● **Source records**:

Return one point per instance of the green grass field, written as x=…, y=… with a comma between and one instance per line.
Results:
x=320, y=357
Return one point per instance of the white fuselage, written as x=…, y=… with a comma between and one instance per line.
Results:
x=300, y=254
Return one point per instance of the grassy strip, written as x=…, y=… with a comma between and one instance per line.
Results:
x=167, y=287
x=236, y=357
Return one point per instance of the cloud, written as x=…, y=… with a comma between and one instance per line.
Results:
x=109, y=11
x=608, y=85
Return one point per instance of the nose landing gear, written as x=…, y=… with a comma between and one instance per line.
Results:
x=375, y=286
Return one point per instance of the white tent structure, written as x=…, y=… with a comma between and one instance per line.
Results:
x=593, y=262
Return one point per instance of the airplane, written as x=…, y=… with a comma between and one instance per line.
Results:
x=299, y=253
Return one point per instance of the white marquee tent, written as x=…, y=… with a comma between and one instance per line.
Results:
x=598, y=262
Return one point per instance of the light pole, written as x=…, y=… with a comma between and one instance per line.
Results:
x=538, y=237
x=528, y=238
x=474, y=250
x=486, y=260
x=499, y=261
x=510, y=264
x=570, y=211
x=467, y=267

● **Task instructions**: What you return must match the data above character for character.

● **Result for this task**:
Return one point per instance of the green grass field, written as x=…, y=… with a comma between and one instance per line.
Results:
x=320, y=357
Return one point per instance of the white fuselage, written as x=…, y=… with a comma between and one instance per line.
Results:
x=300, y=254
Return one point per instance of the grassy strip, written as x=…, y=… with a comma between and one instance per line.
Results:
x=167, y=287
x=236, y=357
Return one point per instance of the cloud, written as x=…, y=… with a comma between and one instance per line.
Results:
x=109, y=11
x=608, y=85
Return one point per instance of the nose landing gear, written as x=…, y=… with a comma between and one instance per line.
Results:
x=375, y=286
Return one point per instance of the white tent structure, written as x=…, y=… with a comma between and one instance per line.
Results:
x=593, y=262
Return one point per instance of the airplane, written as x=…, y=… with a comma between and one instance per line.
Results:
x=299, y=253
Return one point per instance of the white marquee tent, written as x=…, y=… with a comma between and one instance per line.
Results:
x=598, y=262
Return one point per instance of the light pole, written as x=…, y=… with a comma between and one instance per line.
Results:
x=538, y=237
x=528, y=238
x=474, y=250
x=486, y=260
x=499, y=261
x=510, y=264
x=570, y=211
x=467, y=267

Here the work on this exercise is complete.